■ **PROVIDED TEXT**
»»

Calling flush() makes the error go away!

While my SSD equipped MBP didn't appear to exhibit a slowdown unbundling
mozilla-central, flushing file descriptors after applying each changeset
feels a bit excessive and it makes me uncomfortable due to potential
performance implications. I just don't think an extra I/O related syscall
should be required for this feature.

But you have a stronger grasp on these things than me. Is calling flush()
after every changeset add acceptable? Keep in mind this will be the only
behavior for addchangegroup(), regardless of whether progress bars are
displayed.
Matt Mackall - July 11, 2015, 8:17 p.m.
On Sat, 2015-07-11 at 11:26 -0700, Gregory Szorc wrote:
> On Fri, Jul 10, 2015 at 5:03 PM, Matt Mackall <mpm@selenic.com> wrote:
> 
> > On Fri, 2015-07-10 at 16:46 -0700, Gregory Szorc wrote:
> > > # HG changeset patch
> > > # User Gregory Szorc <gregory.szorc@gmail.com>
> > > # Date 1436571961 25200
> > > #      Fri Jul 10 16:46:01 2015 -0700
> > > # Node ID bca84aa6ea80b386a01c245e7f4e4ebdb720cd8c
> > > # Parent  648323f41a89619d9eeeb7287213378c340866c8
> > > revlog/changegroup: use callbacks for populating efiles
> >
> > Probably needs to use the flush() thingy that the nearby censor code is
> > using.

««

■ **EXERCISE SET**
1. Reproduce a passage from the patch review thread word for word, beginning at the words "While my SSD" and stopping after "for this feature.".
2. In the patch review thread, which nearby code is said to already use the flush() approach?
3. Extend the patch review thread past its final line, keeping the same tone and subject.

[Object point labels]
»»

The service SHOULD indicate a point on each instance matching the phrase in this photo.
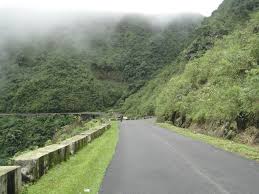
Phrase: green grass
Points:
(85, 170)
(247, 151)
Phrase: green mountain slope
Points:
(217, 80)
(87, 67)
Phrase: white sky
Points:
(204, 7)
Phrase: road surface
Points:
(152, 160)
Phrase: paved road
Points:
(152, 160)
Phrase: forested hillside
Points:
(87, 65)
(216, 84)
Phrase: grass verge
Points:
(247, 151)
(84, 172)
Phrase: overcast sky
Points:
(204, 7)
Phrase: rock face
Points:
(10, 179)
(36, 163)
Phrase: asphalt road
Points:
(153, 160)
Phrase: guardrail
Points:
(30, 166)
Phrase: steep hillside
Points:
(86, 65)
(216, 85)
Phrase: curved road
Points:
(152, 160)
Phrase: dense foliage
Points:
(84, 68)
(217, 75)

««

■ **SET OF ANSWERS**
1.
While my SSD equipped MBP didn't appear to exhibit a slowdown unbundling
mozilla-central, flushing file descriptors after applying each changeset
feels a bit excessive and it makes me uncomfortable due to potential
performance implications. I just don't think an extra I/O related syscall
should be required for this feature.

2. The censor code.

3.
> >
> 
> Calling flush() makes the error go away!
> 
> While my SSD equipped MBP didn't appear to exhibit a slowdown unbundling
> mozilla-central, flushing file descriptors after applying each changeset
> feels a bit excessive and it makes me uncomfortable due to potential
> performance implications. I just don't think an extra I/O related syscall
> should be required for this feature.

The flush is only a flush from the userspace file buffers to kernel-side
buffers, it won't actually force I/O. It'll still be lazily written by
the kernel's caching layer at roughly the same rate as without the
buffering because the userspace buffers are tiny (4k) relative a modern
system's disk cache. But yes, it is a syscall and syscalls aren't free.

> But you have a stronger grasp on these things than me. Is calling flush()
> after every changeset add acceptable? Keep in mind this will be the only
> behavior for addchangegroup(), regardless of whether progress bars are
> displayed.

Well, it can be conditional on there being a callback.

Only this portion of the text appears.